Could you copy the records below exactly, keeping none of the images?

**Dataset records:**
===
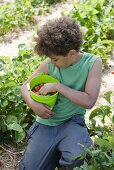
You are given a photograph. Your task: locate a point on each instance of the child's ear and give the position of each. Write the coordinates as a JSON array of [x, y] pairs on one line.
[[72, 52]]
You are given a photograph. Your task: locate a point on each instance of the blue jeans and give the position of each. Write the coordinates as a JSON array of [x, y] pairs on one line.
[[50, 146]]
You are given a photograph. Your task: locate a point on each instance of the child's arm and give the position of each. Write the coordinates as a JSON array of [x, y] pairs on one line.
[[85, 99], [40, 109]]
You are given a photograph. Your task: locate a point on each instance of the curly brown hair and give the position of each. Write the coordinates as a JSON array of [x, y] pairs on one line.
[[58, 37]]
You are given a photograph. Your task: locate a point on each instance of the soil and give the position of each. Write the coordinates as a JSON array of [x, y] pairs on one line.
[[11, 155]]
===
**Response to this task:**
You are given a photograph. Your task: locate a point on each instance of the child's ear and give the position of each. Write the coordinates as a JSON array of [x, y] pairs on one line.
[[72, 52]]
You are given a photograph. Your task: locate a point on each instance of the blue jeans and give the position of each. Write the coordinates as a JSON array of [x, y] pairs on one line.
[[50, 146]]
You are given a photograph. Your task: locate a point on each instance of the child's arm and give the position of each. Write the coordinates as a JSON array of [x, y] pairs on one line.
[[85, 99], [40, 109]]
You are given a photograph. Your task: locate a point on each instance of the curly brown hair and give the position of each. Write the coordinates as a JSON array of [x, y] pairs on one line.
[[58, 37]]
You are given a photograph. Your task: locate a point on each instance of the soil and give the position of each. Write the coordinates as a JSON array of [x, y] pairs on one line.
[[11, 155]]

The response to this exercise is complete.